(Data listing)
>> BEGIN
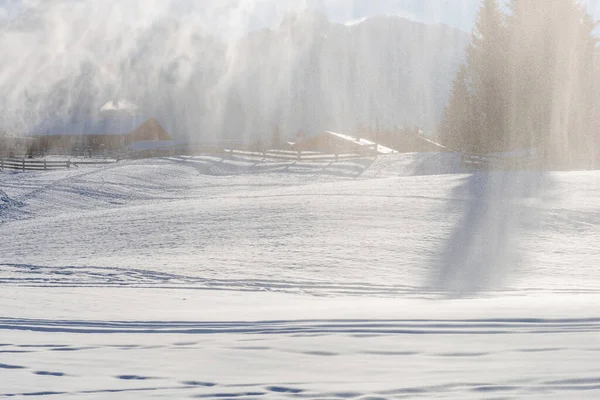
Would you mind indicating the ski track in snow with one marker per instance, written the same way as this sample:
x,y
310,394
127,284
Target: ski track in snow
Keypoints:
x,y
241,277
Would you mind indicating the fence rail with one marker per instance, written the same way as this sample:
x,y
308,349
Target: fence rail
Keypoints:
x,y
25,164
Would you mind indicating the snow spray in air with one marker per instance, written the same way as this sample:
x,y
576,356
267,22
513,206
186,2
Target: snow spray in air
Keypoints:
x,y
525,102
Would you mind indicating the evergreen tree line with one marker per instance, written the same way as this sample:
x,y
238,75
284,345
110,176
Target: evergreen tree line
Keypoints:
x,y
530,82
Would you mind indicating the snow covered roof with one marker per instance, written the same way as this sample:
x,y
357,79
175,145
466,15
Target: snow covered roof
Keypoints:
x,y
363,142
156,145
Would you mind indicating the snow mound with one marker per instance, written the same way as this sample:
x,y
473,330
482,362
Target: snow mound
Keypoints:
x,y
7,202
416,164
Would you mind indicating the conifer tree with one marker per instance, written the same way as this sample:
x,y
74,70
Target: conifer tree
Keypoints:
>> END
>> BEGIN
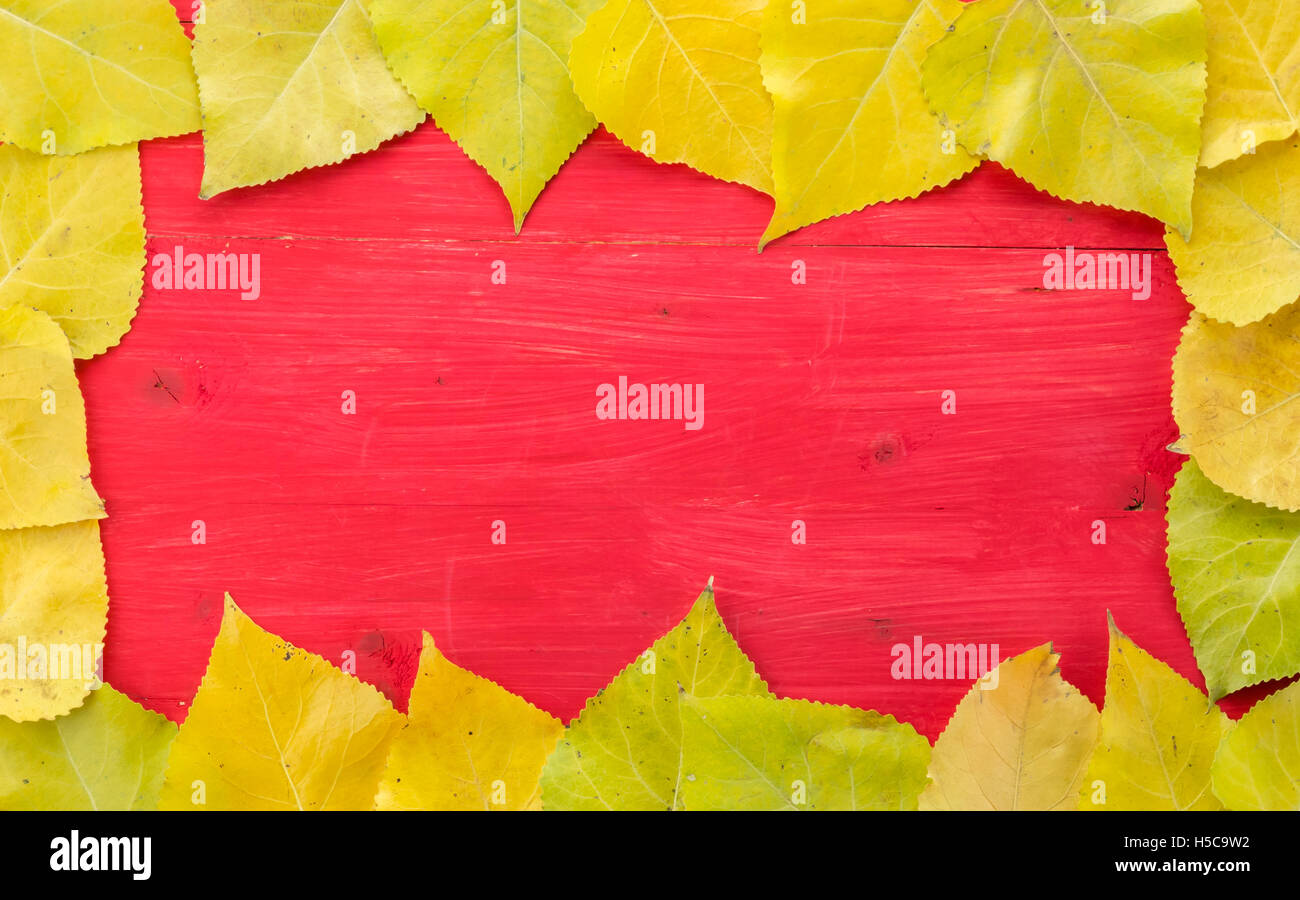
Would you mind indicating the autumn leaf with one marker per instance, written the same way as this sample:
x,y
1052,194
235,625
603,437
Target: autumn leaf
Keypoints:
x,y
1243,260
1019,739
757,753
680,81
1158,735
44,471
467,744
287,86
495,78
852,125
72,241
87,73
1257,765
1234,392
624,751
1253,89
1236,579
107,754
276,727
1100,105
>> END
>> BEGIN
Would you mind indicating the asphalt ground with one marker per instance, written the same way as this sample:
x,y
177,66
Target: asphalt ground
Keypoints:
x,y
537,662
>> END
* Exercise details
How many lines in the items contain the string "covered"? Case matters, and the reply should be the number alone.

* Correct result
2